Transcreva, no texto sobre a origem do choro, tudo o que vai de "Na segunda metade" até "1848 – Rio, 1880).".

== TRECHO

Você sabia que o choro já tem quase 150 anos?
Na segunda metade do século XIX, a música ouvida pelas elites era, em geral, as óperas, as operetas e a música leve de salão. Os negros ou os brancos amestiçados das camadas baixas executavam e ouviam, via de regra, os estribilhos acompanhados por sons de palmas e violas. A tímida classe média – que começou a se incorporar no segundo império – ouvia apenas os gêneros europeus, ou seja, música leve dos salões das elite: a polca, chegada ao Brasil em 1844, a valsa, e ainda a schottish, a quadrilha, a mazurca. É nesse contexto que aparece o mulato Joaquim da Silva Callado (Rio, 1848 – Rio, 1880).
Flautista, com boa formação musical, Callado organizou os primeiros grupos instrumentais de caráter carioca e popular no Brasil: o choro, palavra que inicialmente indicava apenas uma reunião de músicos e só muito depois o nome do gênero musical. Era a música do gênio e da criatividade brasileiras. Seu conjunto mais famoso, formado por volta de 1870, chamou-se Choro Carioca.

====
== DADOS FORNECIDOS

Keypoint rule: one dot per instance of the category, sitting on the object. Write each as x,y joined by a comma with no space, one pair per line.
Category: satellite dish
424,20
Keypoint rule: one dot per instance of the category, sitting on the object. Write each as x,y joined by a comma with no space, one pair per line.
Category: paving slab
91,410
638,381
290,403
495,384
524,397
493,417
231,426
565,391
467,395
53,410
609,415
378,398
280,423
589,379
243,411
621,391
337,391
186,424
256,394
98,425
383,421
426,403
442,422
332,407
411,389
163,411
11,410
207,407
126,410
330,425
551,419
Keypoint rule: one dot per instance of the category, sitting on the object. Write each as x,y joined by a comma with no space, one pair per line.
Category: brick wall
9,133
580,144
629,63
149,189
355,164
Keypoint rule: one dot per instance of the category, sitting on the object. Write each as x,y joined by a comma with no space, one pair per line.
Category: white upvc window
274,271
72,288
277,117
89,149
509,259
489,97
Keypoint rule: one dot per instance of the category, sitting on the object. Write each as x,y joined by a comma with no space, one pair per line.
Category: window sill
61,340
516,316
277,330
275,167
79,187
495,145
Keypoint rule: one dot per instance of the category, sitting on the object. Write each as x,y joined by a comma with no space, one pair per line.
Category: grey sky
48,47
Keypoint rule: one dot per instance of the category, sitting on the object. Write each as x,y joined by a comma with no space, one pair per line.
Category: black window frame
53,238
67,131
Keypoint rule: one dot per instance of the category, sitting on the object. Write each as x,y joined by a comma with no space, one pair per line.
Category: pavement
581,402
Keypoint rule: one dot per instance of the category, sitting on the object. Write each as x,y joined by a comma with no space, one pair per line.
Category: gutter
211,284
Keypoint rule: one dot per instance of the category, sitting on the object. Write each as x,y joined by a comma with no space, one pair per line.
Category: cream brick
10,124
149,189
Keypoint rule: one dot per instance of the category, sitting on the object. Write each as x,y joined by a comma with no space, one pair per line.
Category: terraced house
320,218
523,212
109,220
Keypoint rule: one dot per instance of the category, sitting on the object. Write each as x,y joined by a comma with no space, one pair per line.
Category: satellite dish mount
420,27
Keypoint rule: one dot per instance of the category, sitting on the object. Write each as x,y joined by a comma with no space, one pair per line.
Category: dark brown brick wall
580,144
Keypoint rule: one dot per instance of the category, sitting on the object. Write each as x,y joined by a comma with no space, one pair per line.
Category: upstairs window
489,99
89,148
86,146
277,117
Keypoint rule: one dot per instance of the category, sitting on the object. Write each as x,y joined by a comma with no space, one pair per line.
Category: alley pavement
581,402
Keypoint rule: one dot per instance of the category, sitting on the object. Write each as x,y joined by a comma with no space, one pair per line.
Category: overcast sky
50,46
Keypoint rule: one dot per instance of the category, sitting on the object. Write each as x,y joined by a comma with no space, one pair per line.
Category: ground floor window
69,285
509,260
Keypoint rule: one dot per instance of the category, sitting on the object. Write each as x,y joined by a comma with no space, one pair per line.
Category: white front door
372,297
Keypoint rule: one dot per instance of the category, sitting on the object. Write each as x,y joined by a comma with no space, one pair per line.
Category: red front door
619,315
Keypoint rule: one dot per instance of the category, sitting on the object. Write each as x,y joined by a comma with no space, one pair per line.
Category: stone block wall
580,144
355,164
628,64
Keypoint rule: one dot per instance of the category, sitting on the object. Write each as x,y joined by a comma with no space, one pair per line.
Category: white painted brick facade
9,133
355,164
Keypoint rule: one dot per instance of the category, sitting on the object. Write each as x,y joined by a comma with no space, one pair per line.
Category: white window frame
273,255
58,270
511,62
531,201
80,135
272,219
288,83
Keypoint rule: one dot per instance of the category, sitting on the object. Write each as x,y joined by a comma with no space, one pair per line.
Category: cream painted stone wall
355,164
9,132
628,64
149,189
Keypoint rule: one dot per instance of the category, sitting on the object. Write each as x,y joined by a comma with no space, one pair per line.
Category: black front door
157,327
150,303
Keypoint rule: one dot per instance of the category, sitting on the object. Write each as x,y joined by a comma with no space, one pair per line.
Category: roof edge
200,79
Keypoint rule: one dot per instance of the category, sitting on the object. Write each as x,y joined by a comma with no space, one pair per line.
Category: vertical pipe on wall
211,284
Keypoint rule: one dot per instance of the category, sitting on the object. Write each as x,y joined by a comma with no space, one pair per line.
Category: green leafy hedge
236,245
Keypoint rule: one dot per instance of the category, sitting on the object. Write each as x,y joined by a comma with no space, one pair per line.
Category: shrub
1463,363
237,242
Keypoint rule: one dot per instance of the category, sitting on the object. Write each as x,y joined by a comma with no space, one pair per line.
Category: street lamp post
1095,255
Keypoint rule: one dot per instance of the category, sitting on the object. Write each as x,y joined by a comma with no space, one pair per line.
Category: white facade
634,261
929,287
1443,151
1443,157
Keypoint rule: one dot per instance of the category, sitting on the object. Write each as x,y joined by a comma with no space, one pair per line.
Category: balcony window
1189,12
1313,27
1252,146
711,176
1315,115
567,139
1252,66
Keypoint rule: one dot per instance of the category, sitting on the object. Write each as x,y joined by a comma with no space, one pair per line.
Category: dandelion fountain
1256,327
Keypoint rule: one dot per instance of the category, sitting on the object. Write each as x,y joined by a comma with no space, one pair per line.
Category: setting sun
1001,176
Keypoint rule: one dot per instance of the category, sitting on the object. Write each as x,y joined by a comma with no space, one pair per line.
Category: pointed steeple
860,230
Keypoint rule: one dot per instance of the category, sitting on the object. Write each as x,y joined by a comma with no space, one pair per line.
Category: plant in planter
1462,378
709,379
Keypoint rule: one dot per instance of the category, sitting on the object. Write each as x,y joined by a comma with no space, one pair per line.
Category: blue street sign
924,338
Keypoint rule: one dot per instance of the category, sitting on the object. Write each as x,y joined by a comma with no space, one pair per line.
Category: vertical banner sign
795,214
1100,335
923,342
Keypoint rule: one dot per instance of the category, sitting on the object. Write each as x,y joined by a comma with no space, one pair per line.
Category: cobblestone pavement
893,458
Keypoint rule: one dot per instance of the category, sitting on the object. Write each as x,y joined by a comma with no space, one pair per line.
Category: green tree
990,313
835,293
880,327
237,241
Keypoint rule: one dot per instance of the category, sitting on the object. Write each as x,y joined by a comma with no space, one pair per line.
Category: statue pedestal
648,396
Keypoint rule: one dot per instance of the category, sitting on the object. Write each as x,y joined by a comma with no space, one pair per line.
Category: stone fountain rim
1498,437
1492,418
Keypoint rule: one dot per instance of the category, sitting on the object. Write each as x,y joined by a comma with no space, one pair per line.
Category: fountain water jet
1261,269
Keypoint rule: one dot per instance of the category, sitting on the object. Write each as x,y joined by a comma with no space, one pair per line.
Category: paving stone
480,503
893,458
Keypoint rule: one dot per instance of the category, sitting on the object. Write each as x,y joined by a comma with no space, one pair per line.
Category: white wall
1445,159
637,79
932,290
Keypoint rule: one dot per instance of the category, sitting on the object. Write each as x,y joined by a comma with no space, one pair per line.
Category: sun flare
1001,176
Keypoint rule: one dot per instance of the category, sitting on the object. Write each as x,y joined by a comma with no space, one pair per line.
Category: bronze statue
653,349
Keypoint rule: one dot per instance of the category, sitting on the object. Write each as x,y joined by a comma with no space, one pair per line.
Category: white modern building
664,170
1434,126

====
== DADOS FORNECIDOS

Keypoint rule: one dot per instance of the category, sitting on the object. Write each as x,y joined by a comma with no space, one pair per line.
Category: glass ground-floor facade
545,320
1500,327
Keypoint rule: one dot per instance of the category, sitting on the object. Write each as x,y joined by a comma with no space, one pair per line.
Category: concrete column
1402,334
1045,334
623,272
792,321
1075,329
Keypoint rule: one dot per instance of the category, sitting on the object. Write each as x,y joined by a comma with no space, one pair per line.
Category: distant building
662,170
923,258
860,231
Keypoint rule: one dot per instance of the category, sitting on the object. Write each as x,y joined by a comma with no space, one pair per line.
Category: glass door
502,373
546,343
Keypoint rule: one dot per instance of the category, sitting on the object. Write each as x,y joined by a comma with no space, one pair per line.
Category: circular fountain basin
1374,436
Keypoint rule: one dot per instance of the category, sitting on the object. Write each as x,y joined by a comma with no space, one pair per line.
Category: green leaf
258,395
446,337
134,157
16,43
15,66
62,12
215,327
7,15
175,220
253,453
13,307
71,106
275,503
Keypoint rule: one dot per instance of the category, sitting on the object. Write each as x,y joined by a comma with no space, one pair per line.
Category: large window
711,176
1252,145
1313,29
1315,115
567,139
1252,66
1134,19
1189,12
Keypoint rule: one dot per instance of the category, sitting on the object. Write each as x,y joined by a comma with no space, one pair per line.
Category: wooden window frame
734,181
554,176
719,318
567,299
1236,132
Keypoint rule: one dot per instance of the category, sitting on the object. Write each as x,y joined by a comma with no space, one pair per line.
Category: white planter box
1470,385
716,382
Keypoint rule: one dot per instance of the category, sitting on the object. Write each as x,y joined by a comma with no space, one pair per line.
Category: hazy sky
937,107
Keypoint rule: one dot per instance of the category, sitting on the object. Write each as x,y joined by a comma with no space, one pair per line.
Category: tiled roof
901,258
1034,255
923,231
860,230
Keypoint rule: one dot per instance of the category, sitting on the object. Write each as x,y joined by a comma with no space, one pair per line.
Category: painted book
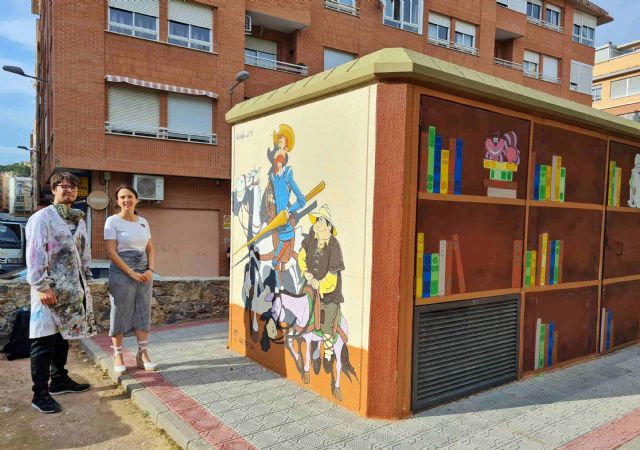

====
== DADOS FORNECIDOS

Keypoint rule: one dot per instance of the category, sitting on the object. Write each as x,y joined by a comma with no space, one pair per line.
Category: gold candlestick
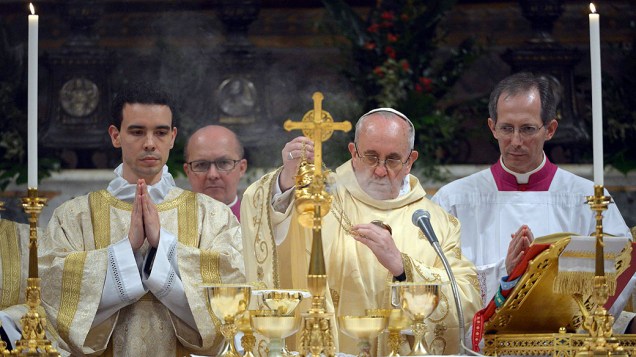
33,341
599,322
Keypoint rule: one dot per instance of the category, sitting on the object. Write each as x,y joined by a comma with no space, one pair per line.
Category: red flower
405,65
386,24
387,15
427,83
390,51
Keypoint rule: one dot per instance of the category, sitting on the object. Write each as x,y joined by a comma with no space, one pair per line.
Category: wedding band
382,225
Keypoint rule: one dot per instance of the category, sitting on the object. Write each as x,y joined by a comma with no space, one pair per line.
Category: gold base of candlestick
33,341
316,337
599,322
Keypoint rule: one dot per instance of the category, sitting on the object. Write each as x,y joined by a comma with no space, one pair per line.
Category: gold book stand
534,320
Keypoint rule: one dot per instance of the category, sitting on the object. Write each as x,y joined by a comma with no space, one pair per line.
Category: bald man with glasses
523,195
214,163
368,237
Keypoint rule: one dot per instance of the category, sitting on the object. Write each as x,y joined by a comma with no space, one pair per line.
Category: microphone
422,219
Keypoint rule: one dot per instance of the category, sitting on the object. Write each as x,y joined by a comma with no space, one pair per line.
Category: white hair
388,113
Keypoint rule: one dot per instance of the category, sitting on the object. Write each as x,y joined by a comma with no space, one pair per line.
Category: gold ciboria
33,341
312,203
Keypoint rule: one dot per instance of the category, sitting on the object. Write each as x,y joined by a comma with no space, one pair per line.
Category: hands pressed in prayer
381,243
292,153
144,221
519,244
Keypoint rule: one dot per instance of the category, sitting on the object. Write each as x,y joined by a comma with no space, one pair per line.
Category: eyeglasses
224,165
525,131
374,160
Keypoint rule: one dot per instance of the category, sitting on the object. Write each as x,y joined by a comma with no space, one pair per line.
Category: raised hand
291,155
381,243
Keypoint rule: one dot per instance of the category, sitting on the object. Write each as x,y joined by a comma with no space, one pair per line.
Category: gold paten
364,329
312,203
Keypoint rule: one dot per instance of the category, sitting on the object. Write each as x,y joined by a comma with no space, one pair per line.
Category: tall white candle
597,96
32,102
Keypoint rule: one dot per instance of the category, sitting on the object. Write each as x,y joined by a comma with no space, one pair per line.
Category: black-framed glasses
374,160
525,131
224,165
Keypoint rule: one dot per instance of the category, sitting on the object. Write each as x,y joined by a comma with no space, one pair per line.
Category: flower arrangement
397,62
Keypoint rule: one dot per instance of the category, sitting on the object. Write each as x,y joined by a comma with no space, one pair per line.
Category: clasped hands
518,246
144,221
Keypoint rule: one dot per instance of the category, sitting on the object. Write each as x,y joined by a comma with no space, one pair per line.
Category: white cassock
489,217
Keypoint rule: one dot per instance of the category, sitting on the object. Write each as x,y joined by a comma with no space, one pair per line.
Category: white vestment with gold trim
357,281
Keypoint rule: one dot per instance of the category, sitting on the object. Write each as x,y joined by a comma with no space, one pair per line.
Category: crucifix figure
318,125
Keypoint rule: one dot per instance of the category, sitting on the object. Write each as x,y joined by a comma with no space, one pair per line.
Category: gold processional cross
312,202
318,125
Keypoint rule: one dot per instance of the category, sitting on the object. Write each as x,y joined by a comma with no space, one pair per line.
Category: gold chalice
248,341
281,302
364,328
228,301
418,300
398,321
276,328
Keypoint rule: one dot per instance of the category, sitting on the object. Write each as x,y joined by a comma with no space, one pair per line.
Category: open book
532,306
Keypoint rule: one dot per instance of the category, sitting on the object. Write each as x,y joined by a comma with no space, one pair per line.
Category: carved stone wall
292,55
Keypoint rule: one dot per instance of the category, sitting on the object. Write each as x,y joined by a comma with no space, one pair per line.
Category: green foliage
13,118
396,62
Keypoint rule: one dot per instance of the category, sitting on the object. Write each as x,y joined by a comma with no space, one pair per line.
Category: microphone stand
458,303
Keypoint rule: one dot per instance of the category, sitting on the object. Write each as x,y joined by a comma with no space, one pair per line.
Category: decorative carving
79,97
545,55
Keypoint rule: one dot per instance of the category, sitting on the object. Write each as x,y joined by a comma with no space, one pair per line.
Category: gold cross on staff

====

#### [RESPOSTA]
Na segunda metade do século XIX, a música ouvida pelas elites era, em geral, as óperas, as operetas e a música leve de salão. Os negros ou os brancos amestiçados das camadas baixas executavam e ouviam, via de regra, os estribilhos acompanhados por sons de palmas e violas. A tímida classe média – que começou a se incorporar no segundo império – ouvia apenas os gêneros europeus, ou seja, música leve dos salões das elite: a polca, chegada ao Brasil em 1844, a valsa, e ainda a schottish, a quadrilha, a mazurca. É nesse contexto que aparece o mulato Joaquim da Silva Callado (Rio, 1848 – Rio, 1880).